### The input ###

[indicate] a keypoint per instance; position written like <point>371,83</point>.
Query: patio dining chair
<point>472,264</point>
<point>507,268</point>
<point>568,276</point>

###

▶ _What is required_: Return every line of the listing above that contains the string "point", and treat uppercase and lowercase as different.

▶ _Output below_:
[indicate] a keypoint per instance; position written like <point>371,83</point>.
<point>472,264</point>
<point>507,268</point>
<point>568,276</point>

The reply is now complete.